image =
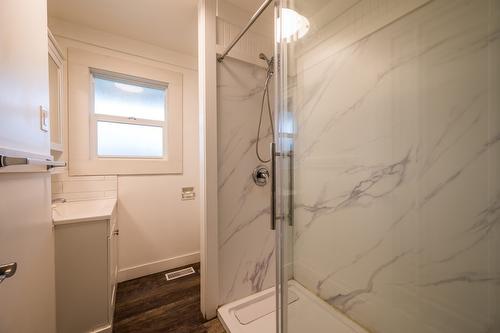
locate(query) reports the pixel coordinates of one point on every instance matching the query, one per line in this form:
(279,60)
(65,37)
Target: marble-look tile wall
(397,169)
(246,244)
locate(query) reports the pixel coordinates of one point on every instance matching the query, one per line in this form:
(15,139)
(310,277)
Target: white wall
(157,230)
(26,237)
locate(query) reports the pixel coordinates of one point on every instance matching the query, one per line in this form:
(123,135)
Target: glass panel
(54,95)
(116,98)
(127,140)
(395,171)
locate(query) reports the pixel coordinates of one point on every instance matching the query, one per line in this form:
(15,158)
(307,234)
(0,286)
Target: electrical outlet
(188,193)
(44,119)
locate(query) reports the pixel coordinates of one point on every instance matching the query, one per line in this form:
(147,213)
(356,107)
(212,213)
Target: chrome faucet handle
(260,175)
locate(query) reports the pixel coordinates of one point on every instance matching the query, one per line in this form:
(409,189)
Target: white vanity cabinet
(86,252)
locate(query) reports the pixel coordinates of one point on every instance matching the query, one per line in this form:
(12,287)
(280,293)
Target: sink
(82,211)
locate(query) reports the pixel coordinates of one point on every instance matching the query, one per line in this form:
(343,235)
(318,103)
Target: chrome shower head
(270,62)
(264,57)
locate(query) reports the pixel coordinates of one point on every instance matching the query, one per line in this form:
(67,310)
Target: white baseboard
(105,329)
(130,273)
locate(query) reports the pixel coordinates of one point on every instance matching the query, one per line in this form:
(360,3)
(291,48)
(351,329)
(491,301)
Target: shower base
(306,313)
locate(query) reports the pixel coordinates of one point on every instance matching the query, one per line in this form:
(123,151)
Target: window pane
(127,140)
(116,98)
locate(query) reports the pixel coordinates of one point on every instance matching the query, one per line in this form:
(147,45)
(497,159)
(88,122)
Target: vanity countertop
(83,211)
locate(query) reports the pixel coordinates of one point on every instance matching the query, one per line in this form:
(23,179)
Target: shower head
(264,57)
(270,62)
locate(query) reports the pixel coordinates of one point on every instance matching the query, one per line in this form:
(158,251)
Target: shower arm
(255,16)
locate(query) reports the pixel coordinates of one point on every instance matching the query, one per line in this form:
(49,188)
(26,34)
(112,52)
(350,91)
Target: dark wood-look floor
(153,304)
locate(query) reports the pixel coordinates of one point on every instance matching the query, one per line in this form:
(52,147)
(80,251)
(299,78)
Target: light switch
(44,119)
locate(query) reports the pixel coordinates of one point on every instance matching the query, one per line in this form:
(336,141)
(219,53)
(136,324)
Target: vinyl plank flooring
(153,304)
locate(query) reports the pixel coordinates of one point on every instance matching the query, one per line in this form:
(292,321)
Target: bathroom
(257,166)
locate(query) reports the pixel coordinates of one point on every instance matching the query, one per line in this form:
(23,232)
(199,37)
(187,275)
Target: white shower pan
(306,313)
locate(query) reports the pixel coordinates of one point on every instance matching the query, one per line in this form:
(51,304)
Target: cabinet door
(56,62)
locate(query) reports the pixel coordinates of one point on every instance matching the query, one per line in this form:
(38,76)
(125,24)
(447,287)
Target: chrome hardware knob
(260,175)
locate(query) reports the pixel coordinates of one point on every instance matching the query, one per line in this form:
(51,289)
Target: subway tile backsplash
(77,188)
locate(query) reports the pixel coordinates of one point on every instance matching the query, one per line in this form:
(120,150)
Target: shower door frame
(284,180)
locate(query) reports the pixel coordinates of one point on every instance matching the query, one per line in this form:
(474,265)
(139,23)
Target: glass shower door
(389,166)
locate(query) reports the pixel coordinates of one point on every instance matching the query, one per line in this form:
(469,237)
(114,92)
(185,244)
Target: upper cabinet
(56,96)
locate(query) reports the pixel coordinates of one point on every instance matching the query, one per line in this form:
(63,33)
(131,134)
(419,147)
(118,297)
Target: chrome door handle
(273,186)
(7,271)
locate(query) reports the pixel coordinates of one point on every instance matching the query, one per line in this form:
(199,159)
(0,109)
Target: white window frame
(94,117)
(83,158)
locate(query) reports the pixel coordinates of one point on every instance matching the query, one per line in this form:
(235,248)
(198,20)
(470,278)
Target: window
(125,116)
(129,117)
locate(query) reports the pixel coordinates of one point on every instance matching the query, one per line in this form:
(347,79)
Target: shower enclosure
(388,165)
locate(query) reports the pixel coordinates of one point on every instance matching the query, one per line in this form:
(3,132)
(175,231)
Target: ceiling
(170,24)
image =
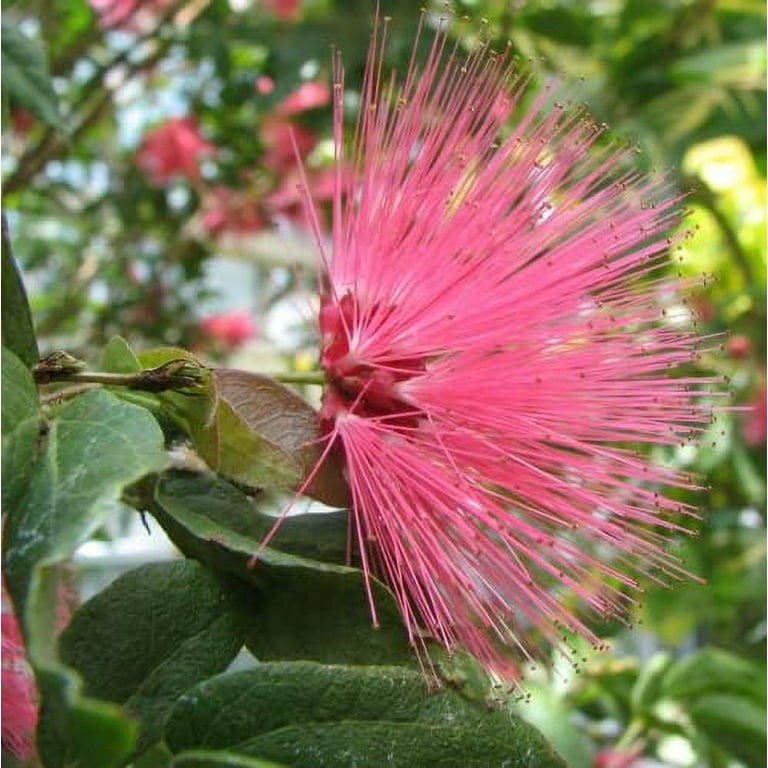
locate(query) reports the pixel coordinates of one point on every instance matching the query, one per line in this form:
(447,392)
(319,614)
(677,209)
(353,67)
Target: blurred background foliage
(153,194)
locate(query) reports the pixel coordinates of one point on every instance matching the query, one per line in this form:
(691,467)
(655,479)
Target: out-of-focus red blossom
(21,121)
(738,347)
(130,15)
(232,328)
(616,758)
(754,428)
(264,85)
(174,148)
(276,137)
(492,340)
(231,210)
(310,95)
(287,10)
(19,695)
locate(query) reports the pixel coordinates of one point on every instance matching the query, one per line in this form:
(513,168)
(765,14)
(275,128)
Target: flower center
(366,388)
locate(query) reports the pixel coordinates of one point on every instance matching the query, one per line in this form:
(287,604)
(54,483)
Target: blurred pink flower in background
(231,210)
(173,149)
(738,347)
(287,10)
(232,328)
(492,341)
(131,15)
(755,428)
(264,85)
(19,695)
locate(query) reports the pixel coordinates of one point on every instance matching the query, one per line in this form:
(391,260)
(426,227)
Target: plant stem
(175,374)
(298,377)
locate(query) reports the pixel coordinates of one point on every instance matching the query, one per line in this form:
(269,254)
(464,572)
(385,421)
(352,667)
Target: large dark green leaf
(20,427)
(221,435)
(280,417)
(204,758)
(712,671)
(316,536)
(734,723)
(95,447)
(18,332)
(311,715)
(303,609)
(152,634)
(25,73)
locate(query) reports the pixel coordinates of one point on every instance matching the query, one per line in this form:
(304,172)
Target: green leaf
(737,64)
(18,333)
(95,447)
(158,756)
(316,536)
(649,686)
(222,438)
(553,716)
(200,758)
(152,634)
(734,723)
(310,715)
(280,417)
(712,671)
(20,427)
(118,357)
(25,73)
(304,609)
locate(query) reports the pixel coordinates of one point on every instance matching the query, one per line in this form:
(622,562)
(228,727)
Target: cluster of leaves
(107,252)
(142,673)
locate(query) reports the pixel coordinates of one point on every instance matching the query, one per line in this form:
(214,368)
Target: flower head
(493,339)
(19,698)
(173,149)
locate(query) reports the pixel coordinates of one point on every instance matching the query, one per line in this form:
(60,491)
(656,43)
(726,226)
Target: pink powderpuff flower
(19,695)
(287,10)
(755,426)
(173,149)
(232,328)
(231,210)
(493,347)
(130,15)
^^^^^^^^^^^^^^^^
→ Your instructions:
What you return must match each record exactly and contain no images.

→ Task solution:
image =
locate(query) reports the pixel coordinates of one point on every instance matching the query, one per line in this form:
(279,60)
(65,37)
Target: marble-look tile wall
(397,169)
(246,244)
locate(query) reports the pixel coordinates of one point on every instance matching the query, one per line in this form:
(15,139)
(310,277)
Target: white wall
(157,230)
(26,237)
locate(query) reports the pixel coordinates of one point on every instance matching the query, one per line in this form:
(123,135)
Target: glass panel
(54,95)
(116,98)
(127,140)
(395,171)
locate(query) reports the pixel coordinates of one point on every instance matching the query, one per line in this form:
(15,158)
(307,234)
(0,286)
Target: electrical outlet
(188,193)
(44,119)
locate(query) reports the pixel coordinates of one point on every instance matching the query, one per line in this form:
(147,213)
(356,107)
(212,213)
Target: chrome faucet handle
(260,175)
locate(query) reports the pixel coordinates of one point on every instance matching the query, one per line in this form:
(409,189)
Target: white vanity cabinet
(86,252)
locate(query) reports the pixel coordinates of one point on every instance matching the query, one per line in this form:
(12,287)
(280,293)
Target: sink
(82,211)
locate(query) reports the pixel coordinates of one point on every instance matching the query, one per line in this form:
(343,235)
(318,103)
Target: chrome shower head
(270,62)
(264,57)
locate(query) reports the pixel coordinates of one point on every instance matching the query, one per line in this form:
(67,310)
Target: white baseboard
(105,329)
(130,273)
locate(query) reports the pixel coordinates of one point on every instance matching the query, one per line in this form:
(360,3)
(291,48)
(351,329)
(491,301)
Target: shower base
(306,313)
locate(query) reports the pixel coordinates of one point on every instance matching the query, one per line in this form:
(123,151)
Target: window pane
(127,140)
(116,98)
locate(query) reports the pixel coordinates of one point on every instance matching the query, one per line in this form:
(147,45)
(497,159)
(88,122)
Target: vanity countertop
(83,211)
locate(query) reports the pixel coordinates of one point on every instance matching the query, one per line in this form:
(23,179)
Target: shower head
(264,57)
(270,62)
locate(query) reports the pixel coordinates of one point on every instance matching the query, one per line in this form:
(158,251)
Target: shower arm
(255,16)
locate(query) reports the pixel coordinates of one point on every instance matching the query, one per line in this form:
(49,188)
(26,34)
(112,52)
(350,91)
Target: dark wood-look floor
(153,304)
locate(query) reports the pixel coordinates of one point on every instance matching the query, one per line in this form:
(52,147)
(80,251)
(299,78)
Target: light switch
(44,119)
locate(query) reports the pixel coordinates of one point on every instance matching the query, one per line in this form:
(336,141)
(219,53)
(136,324)
Target: vinyl plank flooring
(153,304)
locate(query) reports the pixel coordinates of one point on every instance matching the query, one per line in this form:
(292,321)
Target: bathroom
(257,166)
locate(query) reports the pixel coordinates of one point on every instance matching the query, one per line in this form:
(23,232)
(199,37)
(187,275)
Target: white shower pan
(306,313)
locate(query) reports the pixel coordinates of one point on every instance matching the query, one per line in this form:
(51,304)
Target: cabinet door
(56,62)
locate(query) reports the pixel coordinates of one point on every instance matching the query, one per line in this form:
(38,76)
(125,24)
(447,287)
Target: chrome hardware knob
(260,175)
locate(query) reports the pixel coordinates of one point on every instance matching the query, one per line in this form:
(51,289)
Target: subway tile backsplash
(77,188)
locate(query) reports the pixel coordinates of one point on every instance matching the query, one per line in this form:
(120,150)
Target: shower door frame
(284,180)
locate(query) reports the pixel coordinates of one point on every instance matching the query, one per line in this form:
(474,265)
(139,23)
Target: glass shower door
(389,166)
locate(query) reports the pixel coordinates of one point on every instance matching the query, one per line in this form:
(469,237)
(114,92)
(185,244)
Target: upper cabinet
(56,96)
locate(query) reports the pixel coordinates of one point on every instance matching the query, one per line in this form:
(63,33)
(131,134)
(419,147)
(118,297)
Target: chrome door handle
(273,186)
(7,271)
locate(query) reports the pixel coordinates of one point on every instance matching the query, one per line in this form:
(199,159)
(0,109)
Target: white window frame
(94,117)
(83,158)
locate(query) reports the pixel coordinates of one point on every instance matching the query, one per line in this form:
(235,248)
(198,20)
(470,278)
Target: window
(125,116)
(129,117)
locate(query) reports the pixel coordinates of one point on every instance matching the query, one per line in this form:
(347,79)
Target: shower enclosure
(388,165)
locate(query) reports the pixel coordinates of one point on every instance matching the query, one per line in this form:
(3,132)
(175,231)
Target: ceiling
(170,24)
image =
locate(query) reports the pixel coordinates of one point on every instance matching the query, one per line in this form:
(447,392)
(319,614)
(677,209)
(353,67)
Target: blurred background foliage
(153,194)
locate(query) reports the pixel coordinates of one point on every instance matching the query, one per line in this form:
(691,467)
(655,479)
Target: out-of-focus red blossom
(21,121)
(738,347)
(130,15)
(232,328)
(616,758)
(754,428)
(264,85)
(174,148)
(276,137)
(492,340)
(231,210)
(310,95)
(287,10)
(19,695)
locate(query) reports the pixel coordinates of one point on every instance matching the query, one per line in this form:
(513,168)
(765,14)
(275,128)
Target: flower center
(366,388)
locate(query) reports the pixel coordinates of one point on every instance matching the query, one per line in this form:
(287,604)
(54,483)
Target: blurred pink flower in background
(231,210)
(173,149)
(738,347)
(287,10)
(232,328)
(492,341)
(131,15)
(755,428)
(264,85)
(19,695)
locate(query) reports the pixel coordinates of one point on every instance matching the query, one per line in this form:
(391,260)
(426,227)
Target: plant stem
(175,374)
(298,377)
locate(query) reports the pixel coordinates of one point on every instance matching the query, one per line in this form:
(269,254)
(464,572)
(385,421)
(352,667)
Target: large dark green leaf
(20,427)
(221,435)
(280,417)
(204,758)
(712,671)
(316,536)
(734,723)
(95,447)
(18,332)
(311,715)
(303,609)
(152,634)
(25,73)
locate(query) reports the pixel coordinates of one point on every instance matching the query, one per line in this form:
(304,172)
Target: green leaf
(737,64)
(18,333)
(95,447)
(158,756)
(316,536)
(649,686)
(222,438)
(553,716)
(200,758)
(152,634)
(734,723)
(310,715)
(280,417)
(712,671)
(20,427)
(118,357)
(25,73)
(304,609)
locate(query) reports the pixel coordinates of one point on every instance matching the query, one per line in this form:
(622,562)
(228,727)
Target: cluster of leaves
(107,252)
(142,673)
locate(query) reports the pixel coordinates of one point on every instance matching the query, one per line in this form:
(214,368)
Target: flower head
(493,339)
(19,698)
(173,149)
locate(query) reports the pixel coordinates of one point on every instance matching the query, one per line in this form:
(60,491)
(656,43)
(726,226)
Target: pink powderpuff flower
(19,695)
(287,10)
(755,426)
(173,149)
(232,328)
(231,210)
(493,347)
(130,15)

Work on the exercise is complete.